Data listing |
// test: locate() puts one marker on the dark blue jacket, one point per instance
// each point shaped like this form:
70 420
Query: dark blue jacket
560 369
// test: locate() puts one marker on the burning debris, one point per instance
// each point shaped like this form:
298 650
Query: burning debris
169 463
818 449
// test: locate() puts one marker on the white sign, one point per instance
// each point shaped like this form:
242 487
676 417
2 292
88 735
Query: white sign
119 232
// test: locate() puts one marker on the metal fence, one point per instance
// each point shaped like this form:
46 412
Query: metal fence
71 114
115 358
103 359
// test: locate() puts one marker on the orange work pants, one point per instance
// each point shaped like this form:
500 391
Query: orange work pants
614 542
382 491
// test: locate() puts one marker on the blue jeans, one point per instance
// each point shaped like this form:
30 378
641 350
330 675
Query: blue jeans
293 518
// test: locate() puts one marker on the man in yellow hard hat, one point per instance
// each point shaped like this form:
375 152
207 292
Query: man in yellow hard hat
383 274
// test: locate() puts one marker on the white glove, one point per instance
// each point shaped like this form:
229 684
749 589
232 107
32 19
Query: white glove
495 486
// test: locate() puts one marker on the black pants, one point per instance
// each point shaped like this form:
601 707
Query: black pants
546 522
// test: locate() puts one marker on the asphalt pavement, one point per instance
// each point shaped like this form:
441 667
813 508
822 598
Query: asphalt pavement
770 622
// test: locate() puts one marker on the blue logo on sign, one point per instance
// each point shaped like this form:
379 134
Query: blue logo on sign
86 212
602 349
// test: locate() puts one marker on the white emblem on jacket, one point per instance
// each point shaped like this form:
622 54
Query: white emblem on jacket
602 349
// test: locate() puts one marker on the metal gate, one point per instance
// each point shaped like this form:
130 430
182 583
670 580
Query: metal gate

Problem description | Change "one marker" to "a single marker" throughout the material above, and keep everything else the same.

Final answer |
// test: locate() puts a single marker on the dark blue jacket, one point per instance
// each point shaped like this form:
70 420
Query: dark blue jacket
560 369
// test: locate() puts a single marker on the burning debris, one point per instance
// each point shaped like this form:
298 650
Query: burning debris
169 463
818 449
// test: locate() puts a single marker on the white sign, one point per instance
// each point shaped like this form:
242 487
676 417
2 292
88 735
Query: white sign
119 232
// test: locate() puts a single marker on the metal fence, one point per instance
// each point shaped like this form:
46 412
Query: metal fence
71 114
115 358
103 359
// test: locate() puts a single marker on the orange work pants, one point per instance
// each point shaped like this form:
500 391
Query: orange work pants
614 542
382 491
// test: locate() puts a single marker on the blue jeans, one point per instance
// each point shaped like this form:
30 378
641 350
330 675
Query: blue jeans
293 518
// test: locate() puts a single marker on the man in yellow hard hat, one point per instance
// each point shaped like this form:
375 152
207 292
Query: man in yellow hard hat
383 274
// test: locate() puts a single marker on the white glove, one point per instance
// each point shaped like this form:
229 684
749 589
232 107
32 19
Query: white glove
495 486
// test: locate() puts a single marker on the black pants, one point per instance
// each point shaped like this form:
601 707
Query: black pants
546 522
// test: locate() puts a single marker on the asphalt pavement, one point per instance
// each point shaped like this form:
441 667
813 508
822 598
Query: asphalt pavement
770 622
// test: locate() puts a single marker on the blue logo on sign, one point per instance
// each point shaped like this form:
379 134
Query: blue logo on sign
86 212
602 349
// test: locate() puts a single marker on the white emblem on jacket, one point per instance
// each point shaped like this form:
622 54
Query: white emblem on jacket
602 349
// test: locate() puts a single marker on the metal gate, one point per instance
// each point shaped like this form:
130 430
182 583
670 580
Query: metal gate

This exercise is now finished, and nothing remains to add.